## WORK TO DO
Beginning at the line with "[point] at the curled", output each line to the end of the listing below exactly, please.

● ● ● ● ●

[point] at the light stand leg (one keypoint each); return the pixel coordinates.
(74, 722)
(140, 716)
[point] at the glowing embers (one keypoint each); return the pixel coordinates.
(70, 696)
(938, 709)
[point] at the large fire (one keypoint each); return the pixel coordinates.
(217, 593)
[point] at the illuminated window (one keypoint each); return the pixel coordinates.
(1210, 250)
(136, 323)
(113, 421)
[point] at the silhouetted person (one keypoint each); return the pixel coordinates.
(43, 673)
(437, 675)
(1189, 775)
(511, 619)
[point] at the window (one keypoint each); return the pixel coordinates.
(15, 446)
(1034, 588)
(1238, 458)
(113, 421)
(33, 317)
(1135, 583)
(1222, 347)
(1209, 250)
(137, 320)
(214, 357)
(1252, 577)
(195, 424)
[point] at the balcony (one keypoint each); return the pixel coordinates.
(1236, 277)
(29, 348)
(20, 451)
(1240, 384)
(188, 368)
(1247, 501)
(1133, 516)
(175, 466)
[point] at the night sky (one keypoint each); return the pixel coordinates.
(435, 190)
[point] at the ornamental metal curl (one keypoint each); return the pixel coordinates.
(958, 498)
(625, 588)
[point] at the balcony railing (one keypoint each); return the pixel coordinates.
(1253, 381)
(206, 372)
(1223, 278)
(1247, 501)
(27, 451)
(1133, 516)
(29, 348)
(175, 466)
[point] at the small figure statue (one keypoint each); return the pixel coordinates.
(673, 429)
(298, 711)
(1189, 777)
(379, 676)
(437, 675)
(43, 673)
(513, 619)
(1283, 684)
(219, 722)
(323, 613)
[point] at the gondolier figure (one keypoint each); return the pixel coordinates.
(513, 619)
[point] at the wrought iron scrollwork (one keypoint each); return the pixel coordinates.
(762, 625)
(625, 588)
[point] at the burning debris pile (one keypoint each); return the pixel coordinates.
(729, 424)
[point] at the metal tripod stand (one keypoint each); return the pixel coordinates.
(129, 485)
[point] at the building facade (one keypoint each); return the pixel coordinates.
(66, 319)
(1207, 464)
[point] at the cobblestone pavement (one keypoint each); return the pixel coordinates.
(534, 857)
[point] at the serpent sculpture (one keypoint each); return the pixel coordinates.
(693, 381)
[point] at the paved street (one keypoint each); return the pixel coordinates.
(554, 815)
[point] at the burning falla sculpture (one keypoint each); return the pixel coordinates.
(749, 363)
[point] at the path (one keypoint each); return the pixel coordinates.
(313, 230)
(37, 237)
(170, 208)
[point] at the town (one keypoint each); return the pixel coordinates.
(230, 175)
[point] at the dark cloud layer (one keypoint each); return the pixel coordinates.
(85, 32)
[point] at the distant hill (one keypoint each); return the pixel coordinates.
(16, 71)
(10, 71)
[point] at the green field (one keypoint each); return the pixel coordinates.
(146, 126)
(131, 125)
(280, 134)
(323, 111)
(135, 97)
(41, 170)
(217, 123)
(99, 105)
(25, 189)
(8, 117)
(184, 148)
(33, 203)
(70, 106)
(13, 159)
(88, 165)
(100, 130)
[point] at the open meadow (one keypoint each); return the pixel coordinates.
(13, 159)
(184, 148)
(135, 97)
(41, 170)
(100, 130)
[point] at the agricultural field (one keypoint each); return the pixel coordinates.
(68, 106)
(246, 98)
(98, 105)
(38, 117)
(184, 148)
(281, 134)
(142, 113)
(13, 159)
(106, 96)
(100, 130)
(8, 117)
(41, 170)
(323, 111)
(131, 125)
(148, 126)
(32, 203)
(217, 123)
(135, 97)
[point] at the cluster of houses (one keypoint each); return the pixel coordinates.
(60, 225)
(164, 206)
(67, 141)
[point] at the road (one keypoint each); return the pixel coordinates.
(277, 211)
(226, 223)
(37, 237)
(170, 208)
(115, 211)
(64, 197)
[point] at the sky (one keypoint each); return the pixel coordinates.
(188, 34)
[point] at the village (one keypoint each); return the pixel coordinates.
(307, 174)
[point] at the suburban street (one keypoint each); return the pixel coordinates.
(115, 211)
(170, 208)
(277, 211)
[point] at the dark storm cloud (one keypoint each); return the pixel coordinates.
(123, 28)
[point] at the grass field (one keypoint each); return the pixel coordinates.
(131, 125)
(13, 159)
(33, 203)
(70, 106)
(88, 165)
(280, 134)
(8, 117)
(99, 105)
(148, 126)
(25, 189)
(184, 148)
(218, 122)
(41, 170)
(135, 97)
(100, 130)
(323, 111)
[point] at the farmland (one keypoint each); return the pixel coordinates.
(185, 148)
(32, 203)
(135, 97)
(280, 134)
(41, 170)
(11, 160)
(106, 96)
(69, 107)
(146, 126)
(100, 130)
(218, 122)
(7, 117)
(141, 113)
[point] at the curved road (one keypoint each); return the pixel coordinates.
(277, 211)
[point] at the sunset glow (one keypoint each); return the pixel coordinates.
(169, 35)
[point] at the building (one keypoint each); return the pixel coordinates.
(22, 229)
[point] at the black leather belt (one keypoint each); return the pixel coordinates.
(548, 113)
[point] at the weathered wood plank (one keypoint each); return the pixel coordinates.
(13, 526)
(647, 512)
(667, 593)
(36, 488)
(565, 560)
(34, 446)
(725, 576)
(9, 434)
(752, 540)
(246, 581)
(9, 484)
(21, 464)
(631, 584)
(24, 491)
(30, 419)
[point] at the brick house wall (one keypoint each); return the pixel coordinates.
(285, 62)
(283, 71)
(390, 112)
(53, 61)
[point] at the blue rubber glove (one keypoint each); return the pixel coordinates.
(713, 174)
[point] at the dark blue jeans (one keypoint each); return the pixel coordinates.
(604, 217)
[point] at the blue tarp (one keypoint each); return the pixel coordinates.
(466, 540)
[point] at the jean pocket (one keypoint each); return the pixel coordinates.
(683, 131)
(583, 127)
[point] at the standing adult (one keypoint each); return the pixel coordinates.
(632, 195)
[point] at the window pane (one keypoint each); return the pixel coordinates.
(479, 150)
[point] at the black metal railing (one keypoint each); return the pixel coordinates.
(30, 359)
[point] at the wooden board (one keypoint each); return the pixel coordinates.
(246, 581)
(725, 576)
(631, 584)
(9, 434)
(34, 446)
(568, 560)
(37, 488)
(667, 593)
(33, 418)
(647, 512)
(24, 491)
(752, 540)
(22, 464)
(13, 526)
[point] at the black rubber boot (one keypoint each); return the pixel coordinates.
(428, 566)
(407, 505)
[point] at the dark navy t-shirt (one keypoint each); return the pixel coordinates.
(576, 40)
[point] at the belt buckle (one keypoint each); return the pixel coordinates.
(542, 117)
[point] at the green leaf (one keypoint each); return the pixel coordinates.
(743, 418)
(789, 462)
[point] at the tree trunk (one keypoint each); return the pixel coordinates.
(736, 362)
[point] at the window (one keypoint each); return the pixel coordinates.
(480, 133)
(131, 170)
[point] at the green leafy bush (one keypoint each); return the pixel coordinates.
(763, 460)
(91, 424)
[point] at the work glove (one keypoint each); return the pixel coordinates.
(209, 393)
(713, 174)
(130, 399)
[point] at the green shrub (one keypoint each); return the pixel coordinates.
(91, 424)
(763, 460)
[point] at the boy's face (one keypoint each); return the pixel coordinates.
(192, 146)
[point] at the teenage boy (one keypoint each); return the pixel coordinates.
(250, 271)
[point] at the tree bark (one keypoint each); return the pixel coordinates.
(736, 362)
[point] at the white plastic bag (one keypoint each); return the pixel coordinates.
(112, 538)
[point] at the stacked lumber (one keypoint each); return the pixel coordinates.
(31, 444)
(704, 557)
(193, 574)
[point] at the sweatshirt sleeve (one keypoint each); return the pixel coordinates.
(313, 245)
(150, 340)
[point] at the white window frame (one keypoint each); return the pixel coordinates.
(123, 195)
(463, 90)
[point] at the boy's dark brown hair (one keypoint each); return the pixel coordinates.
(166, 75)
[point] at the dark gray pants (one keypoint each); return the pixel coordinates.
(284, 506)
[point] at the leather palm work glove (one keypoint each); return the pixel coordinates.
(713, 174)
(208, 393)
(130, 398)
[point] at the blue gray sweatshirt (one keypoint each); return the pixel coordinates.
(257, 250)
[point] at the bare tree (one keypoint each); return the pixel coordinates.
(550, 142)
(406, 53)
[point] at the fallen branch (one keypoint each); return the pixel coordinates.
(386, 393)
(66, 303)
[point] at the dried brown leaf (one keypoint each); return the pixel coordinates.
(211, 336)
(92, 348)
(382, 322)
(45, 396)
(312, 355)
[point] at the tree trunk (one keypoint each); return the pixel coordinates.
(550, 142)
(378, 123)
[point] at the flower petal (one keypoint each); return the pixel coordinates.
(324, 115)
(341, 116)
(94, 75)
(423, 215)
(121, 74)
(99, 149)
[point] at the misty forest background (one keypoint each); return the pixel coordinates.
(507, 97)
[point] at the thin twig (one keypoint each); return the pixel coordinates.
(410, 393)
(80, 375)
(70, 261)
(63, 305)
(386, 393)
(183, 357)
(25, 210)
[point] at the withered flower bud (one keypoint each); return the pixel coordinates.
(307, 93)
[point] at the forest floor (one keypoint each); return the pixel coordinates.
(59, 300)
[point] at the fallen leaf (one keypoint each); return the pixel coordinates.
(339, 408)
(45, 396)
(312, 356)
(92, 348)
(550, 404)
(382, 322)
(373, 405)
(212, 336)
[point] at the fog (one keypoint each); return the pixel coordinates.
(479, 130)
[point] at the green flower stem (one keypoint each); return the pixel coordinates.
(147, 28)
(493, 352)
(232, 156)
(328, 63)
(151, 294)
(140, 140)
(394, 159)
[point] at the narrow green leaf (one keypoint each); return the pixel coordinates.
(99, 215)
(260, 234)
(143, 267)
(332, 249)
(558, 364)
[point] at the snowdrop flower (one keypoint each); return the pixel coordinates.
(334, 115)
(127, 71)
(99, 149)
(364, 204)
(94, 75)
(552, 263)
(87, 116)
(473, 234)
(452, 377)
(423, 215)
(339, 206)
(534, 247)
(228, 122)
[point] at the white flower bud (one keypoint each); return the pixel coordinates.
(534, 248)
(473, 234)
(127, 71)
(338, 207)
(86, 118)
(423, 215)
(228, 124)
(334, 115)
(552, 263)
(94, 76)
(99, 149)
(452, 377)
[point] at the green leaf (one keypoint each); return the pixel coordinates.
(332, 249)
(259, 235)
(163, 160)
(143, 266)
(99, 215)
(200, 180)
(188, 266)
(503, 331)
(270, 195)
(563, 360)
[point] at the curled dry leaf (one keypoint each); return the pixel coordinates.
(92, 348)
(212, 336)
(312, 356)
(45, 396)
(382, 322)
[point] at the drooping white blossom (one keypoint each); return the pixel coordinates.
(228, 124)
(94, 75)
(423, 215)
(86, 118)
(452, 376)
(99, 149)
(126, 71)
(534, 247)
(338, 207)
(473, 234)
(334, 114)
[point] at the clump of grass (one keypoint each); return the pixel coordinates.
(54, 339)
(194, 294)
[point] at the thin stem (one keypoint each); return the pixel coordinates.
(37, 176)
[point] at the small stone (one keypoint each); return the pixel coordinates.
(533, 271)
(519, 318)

● ● ● ● ●

## FINISHED ANSWER
[point] at the curled dry leaf (one keypoint each); return the pixel coordinates.
(92, 348)
(212, 336)
(312, 356)
(45, 396)
(382, 322)
[point] at the drooping white blossom (one keypoint each); return the pixel coordinates.
(228, 124)
(94, 75)
(423, 215)
(86, 118)
(452, 376)
(99, 149)
(126, 71)
(534, 247)
(338, 207)
(473, 234)
(334, 114)
[point] at the clump of grass (one keypoint each); return the pixel coordinates.
(54, 339)
(194, 294)
[point] at the thin stem (one keypoint each); return the pixel coordinates.
(37, 176)
[point] at the small stone (one keypoint each); return the pixel coordinates.
(533, 271)
(519, 318)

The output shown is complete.